--- Records shown ---

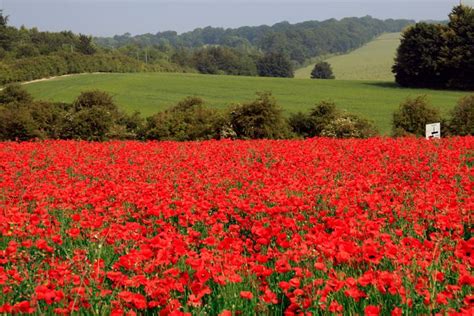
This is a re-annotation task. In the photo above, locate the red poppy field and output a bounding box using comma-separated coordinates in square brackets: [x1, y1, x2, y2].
...
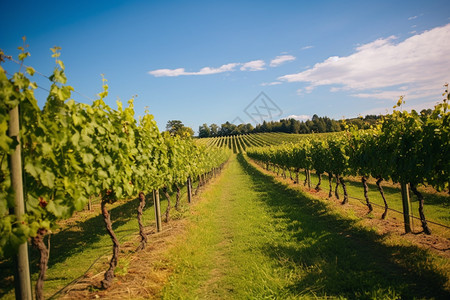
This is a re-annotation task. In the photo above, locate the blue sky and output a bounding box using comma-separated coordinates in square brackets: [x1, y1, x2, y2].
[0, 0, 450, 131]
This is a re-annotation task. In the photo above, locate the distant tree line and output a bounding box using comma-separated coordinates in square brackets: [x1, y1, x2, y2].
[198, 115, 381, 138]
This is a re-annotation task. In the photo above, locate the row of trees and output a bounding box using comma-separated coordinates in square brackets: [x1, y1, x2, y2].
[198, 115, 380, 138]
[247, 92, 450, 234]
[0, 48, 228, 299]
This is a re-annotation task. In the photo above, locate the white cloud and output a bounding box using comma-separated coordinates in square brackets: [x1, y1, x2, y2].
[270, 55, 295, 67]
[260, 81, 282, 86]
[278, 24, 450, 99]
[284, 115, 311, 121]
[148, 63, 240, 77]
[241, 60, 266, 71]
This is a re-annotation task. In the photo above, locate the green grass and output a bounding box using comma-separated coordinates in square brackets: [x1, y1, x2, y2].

--- Task brief ---
Rewrite every line between the one containing "locate the row" and the one containing "[0, 48, 228, 299]", inclusive. Leave the wording unchanged, but scale each bounding box coordinate by 0.7 and round it to a whole number, with halves rounded up.

--- Final result ---
This is a re-annotation task. In the photo above, locate the row of trees and output a bounding box using comma-separated coordinates in square brackets: [x1, y1, x2, y2].
[139, 81, 266, 97]
[173, 64, 315, 164]
[0, 34, 160, 209]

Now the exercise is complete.